### Excerpt provided
------------------------
The arrow will travel at close to the theoretical maximum for given design of bow, however, little of the energy stored in a bow of current design would be transferred to the momentum of a feather weight arrow.

There would be a great deal of noise, and the bow would soon break.

Conversely, a fully drawn bow will very efficiently transfer its energy to a 1 kilogram arrow. However, arrow velocity will be low, and the arrow will travel a few metres.

We must trust when buying a modern recurve bow that it has been designed to efficiently shoot modern, low mass carbon arrows.

This is helped by the knowledge that the major recurve bow maker and standards setter, Hoyt, is owned by the same people that own the major arrow manufacturer Easton Archery and that their engineers talk to each other.

Arrow Construction

Arrows are made of rods or tubes of stiff, low density material: wood, fibre glass, aluminium, carbon fibre, or a composite of carbon fibre wrapped around aluminium tubing.

Arrows must be ’quite stiff’, but crucially they must retain some bend: a perfectly stiff arrow cannot be shot from a bow. Indeed, the correct degree of arrow stiffness is one of the keys to successful archery, as will become apparent.

  • Arrows usually have a tubular shaft because, for a given mass of material, tubes are stiffer than solid rods.
  • For a given mass of material, larger diameter tubes with thin walls are stiffer, but they are also mechanically weaker than narrow thick walled tubes, so there is a trade off.
  • Carbon is stiffer and lighter than aluminium, which means that an arrow’s overall diameter can be thinner (so more aerodynamic) and the arrow lighter (so faster) for a given stiffness.
  • For the last 10 or so years, the optimum design for a light, stiff, durable arrow has been carbon fibre bonded over aluminium tubing.
  • Easton ACE and X10 arrows are carbon wrapped aluminium, but they are also slightly ”barrelled” so that the wrap of carbon is (slightly) thicker in the middle than the ends… like a barrel. However, although this is currently the best design, it is also the most expensive option. Interestingly, in the middle ages, the best longbow arrows made of wood were also barrelled.

An arrow has a massive pile (point) made of high density metal (iron or tungsten), a nock which fits onto the bow string, and fletchings or vanes (UK/USA) that add drag at the rear of the arrow.

An arrow has a centre of mass (centre of gravity or balance point) and a centre of drag:

The centre of drag MUST be behind the centre of mass, and the further behind the better, otherwise the arrow will be inherently unstable in flight.

Indeed, if the centre of drag is in front of the centre of mass the arrow will have a tendency to turn round and fly ”backwards”.

Large fletchings and a heavy pile will increase the distance between the centre of mass and the centre of drag and make the arrow fly better, but at the expense of cast (arrow speed). So there is a trade off.

For a given mass of arrow + pile, a lower mass shaft will increase the distance between the centre of mass and the centre of drag.
------------------------
### Provided information
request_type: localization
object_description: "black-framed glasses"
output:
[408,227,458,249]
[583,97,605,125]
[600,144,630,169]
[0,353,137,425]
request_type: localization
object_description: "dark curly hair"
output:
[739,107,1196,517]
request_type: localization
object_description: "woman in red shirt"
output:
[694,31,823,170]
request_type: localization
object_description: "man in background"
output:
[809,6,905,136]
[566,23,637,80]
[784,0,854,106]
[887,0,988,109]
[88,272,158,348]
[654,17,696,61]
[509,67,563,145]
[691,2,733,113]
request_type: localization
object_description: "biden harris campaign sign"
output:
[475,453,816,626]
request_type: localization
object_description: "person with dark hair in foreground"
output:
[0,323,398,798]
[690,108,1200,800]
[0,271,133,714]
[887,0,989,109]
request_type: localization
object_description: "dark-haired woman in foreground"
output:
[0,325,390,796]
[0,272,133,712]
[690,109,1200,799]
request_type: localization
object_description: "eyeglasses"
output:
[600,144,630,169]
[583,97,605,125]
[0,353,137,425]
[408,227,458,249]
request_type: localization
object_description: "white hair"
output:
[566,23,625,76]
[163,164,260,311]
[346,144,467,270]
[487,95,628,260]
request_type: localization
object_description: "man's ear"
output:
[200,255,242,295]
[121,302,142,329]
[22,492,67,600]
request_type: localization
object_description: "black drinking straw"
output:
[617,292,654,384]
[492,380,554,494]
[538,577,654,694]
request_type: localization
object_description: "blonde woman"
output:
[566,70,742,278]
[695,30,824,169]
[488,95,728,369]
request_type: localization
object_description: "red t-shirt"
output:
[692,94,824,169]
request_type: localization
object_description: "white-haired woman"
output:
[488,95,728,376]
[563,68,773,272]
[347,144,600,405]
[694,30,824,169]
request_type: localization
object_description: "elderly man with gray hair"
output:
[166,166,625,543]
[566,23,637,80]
------------------------
### Problem set
1. From the arrow construction excerpt, extract the stretch from "An arrow has a centre" through "speed). So there is a trade off.".
2. According to the arrow construction excerpt, what high density metals is an arrow's pile made of?
The records stand apart from the arrow construction excerpt as separate material.

### Answers for the exercise
1.
An arrow has a centre of mass (centre of gravity or balance point) and a centre of drag:

The centre of drag MUST be behind the centre of mass, and the further behind the better, otherwise the arrow will be inherently unstable in flight.

Indeed, if the centre of drag is in front of the centre of mass the arrow will have a tendency to turn round and fly ”backwards”.

Large fletchings and a heavy pile will increase the distance between the centre of mass and the centre of drag and make the arrow fly better, but at the expense of cast (arrow speed). So there is a trade off.

2. Iron or tungsten.